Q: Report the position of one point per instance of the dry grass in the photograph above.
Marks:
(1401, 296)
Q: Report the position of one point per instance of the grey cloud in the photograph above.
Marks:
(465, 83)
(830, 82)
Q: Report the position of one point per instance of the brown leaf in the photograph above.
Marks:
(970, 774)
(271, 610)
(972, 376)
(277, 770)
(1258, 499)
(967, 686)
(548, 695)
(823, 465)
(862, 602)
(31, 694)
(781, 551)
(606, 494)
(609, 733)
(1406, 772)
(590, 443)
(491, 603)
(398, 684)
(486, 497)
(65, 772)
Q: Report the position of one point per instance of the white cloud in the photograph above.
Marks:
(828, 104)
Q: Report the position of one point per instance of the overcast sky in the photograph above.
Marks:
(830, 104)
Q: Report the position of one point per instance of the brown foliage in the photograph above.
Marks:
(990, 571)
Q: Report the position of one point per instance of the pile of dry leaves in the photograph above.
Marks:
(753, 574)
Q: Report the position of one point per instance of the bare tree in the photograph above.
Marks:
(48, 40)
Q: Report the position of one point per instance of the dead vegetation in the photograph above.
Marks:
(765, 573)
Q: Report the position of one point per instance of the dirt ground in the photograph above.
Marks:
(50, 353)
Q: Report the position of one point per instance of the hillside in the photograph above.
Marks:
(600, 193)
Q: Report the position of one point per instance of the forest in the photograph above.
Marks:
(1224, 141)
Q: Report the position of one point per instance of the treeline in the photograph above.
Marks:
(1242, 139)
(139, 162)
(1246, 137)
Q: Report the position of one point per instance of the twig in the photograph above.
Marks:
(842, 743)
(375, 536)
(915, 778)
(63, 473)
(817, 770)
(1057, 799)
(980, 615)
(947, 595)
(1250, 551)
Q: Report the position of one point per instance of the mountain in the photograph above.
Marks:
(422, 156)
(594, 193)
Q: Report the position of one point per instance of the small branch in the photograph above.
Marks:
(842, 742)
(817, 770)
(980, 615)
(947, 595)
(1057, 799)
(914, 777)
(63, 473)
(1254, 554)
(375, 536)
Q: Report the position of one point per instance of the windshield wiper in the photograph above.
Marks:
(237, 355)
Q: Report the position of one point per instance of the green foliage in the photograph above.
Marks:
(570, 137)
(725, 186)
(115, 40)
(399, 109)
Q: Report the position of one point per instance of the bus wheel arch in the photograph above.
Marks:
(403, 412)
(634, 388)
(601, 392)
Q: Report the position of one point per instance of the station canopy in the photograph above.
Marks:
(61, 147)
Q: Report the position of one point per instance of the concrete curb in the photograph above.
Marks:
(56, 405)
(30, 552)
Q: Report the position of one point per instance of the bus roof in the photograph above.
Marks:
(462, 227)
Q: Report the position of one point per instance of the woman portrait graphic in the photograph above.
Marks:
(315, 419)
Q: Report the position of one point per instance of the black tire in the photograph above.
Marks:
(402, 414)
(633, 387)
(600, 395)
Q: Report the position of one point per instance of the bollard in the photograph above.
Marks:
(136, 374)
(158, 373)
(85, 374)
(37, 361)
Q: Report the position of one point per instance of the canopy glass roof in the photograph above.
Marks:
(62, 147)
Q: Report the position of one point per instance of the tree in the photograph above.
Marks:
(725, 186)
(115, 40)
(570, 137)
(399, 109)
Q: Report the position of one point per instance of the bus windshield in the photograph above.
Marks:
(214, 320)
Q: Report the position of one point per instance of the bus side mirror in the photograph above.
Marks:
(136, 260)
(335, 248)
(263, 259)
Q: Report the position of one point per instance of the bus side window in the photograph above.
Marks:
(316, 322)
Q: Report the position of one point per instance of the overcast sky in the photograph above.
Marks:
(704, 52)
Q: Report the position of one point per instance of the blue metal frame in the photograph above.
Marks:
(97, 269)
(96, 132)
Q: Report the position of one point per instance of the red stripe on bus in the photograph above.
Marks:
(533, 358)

* * * * * * *

Repeat the data. Keep every word the same.

• _Exercise response_:
Q: Report the position of one point per instance of the dry grass in the photograph above.
Marks:
(1401, 296)
Q: Report the position of one point per instance of the grey cloud in the photograph above.
Marks:
(465, 83)
(830, 82)
Q: Report the position of one point per instance of the brown leaf in the photograph above.
Marks:
(970, 774)
(271, 610)
(972, 376)
(277, 770)
(1258, 499)
(967, 686)
(548, 695)
(823, 465)
(862, 602)
(31, 694)
(781, 551)
(606, 494)
(609, 733)
(1406, 772)
(590, 443)
(491, 603)
(398, 684)
(486, 497)
(65, 772)
Q: Report the position of one point per instance of the white cloud in the photograph above.
Marks:
(828, 104)
Q: Report the position of one point per instance of the overcast sky in the photograph above.
Marks:
(830, 104)
Q: Report the position of one point per instance of the brown foliage in the photograph above.
Marks:
(990, 571)
Q: Report the position of one point per instance of the pile of dry leaves in the photograph above.
Marks:
(753, 574)
Q: Report the position of one point per instance of the bare tree in the photograph above.
Marks:
(48, 40)
Q: Report the position of one point per instance of the dead vegetation in the photograph above.
Marks:
(765, 573)
Q: Report the position of one point per instance of the dirt ground in the photograph above.
Marks:
(50, 353)
Q: Report the position of one point per instance of the hillside in the photograph above.
Marks:
(600, 193)
Q: Report the position of one point per instance of the forest in the photograph above.
Marks:
(1224, 141)
Q: Report the position of one point per instance of the treeline in the photograph above.
Marks:
(1242, 139)
(139, 162)
(1246, 137)
Q: Report the position of one point per instance of the twig in the photograph above.
Marks:
(842, 743)
(375, 536)
(915, 778)
(63, 473)
(817, 770)
(1057, 799)
(980, 615)
(947, 595)
(1250, 551)
Q: Report the position of one point per instance of the mountain in the photograph above.
Marks:
(422, 156)
(594, 193)
Q: Report the position of one point per instance of the small branch in the photograph above.
Marks:
(842, 742)
(817, 770)
(980, 615)
(947, 595)
(1057, 799)
(914, 777)
(63, 473)
(1254, 554)
(375, 536)
Q: Report the position of one point per instance of the windshield wiper in the photograph above.
Marks:
(237, 355)
Q: Report the position of one point per instance of the green foliage in the photograph above.
Marks:
(570, 137)
(725, 186)
(115, 40)
(399, 109)
Q: Report the position of one point per instance of the bus wheel arch in the photograph above.
Marks:
(403, 412)
(634, 388)
(601, 392)
Q: Report the position of one point per instance of the station canopy in the photograph above.
Marks:
(61, 147)
Q: Report the position of one point per instance of the concrete curb in the photograph above.
Marks:
(56, 405)
(30, 552)
Q: Report the position of one point per instance of the bus roof in the photograph above.
Marks:
(462, 227)
Q: Report the position of one point per instance of the woman portrait graphic in the photograph above.
Marks:
(315, 419)
Q: Report the position of one point per instance of the black tire in the photograph above.
Marks:
(402, 414)
(633, 387)
(600, 395)
Q: Report the position of one point per instance of the bollard in the photograph above.
Marks:
(136, 374)
(158, 373)
(85, 374)
(37, 361)
Q: Report the position of one point per instance of the canopy glass roof in the photograph above.
Marks:
(62, 147)
Q: Report the position of one point per instance of the tree in the photograph above.
Marks:
(725, 186)
(115, 40)
(570, 137)
(399, 109)
Q: Report the position of one point per instance of the bus windshield in the photograph above.
Marks:
(214, 320)
Q: Report the position of one point per instance of the bus side mirror in the photograph above.
Marks:
(136, 260)
(335, 248)
(263, 259)
Q: Report the position of one point per instance of the bus side window in the photograph above.
Marks:
(316, 322)
Q: Report the position of one point per instance of the overcast sky in the photograph above.
Marks:
(704, 52)
Q: Report the position of one point per instance of the blue metal frame in the photograph above.
Marks:
(97, 269)
(96, 132)
Q: Report the position of one point per instance of the red stripe on bus in the photograph above.
Marks:
(533, 358)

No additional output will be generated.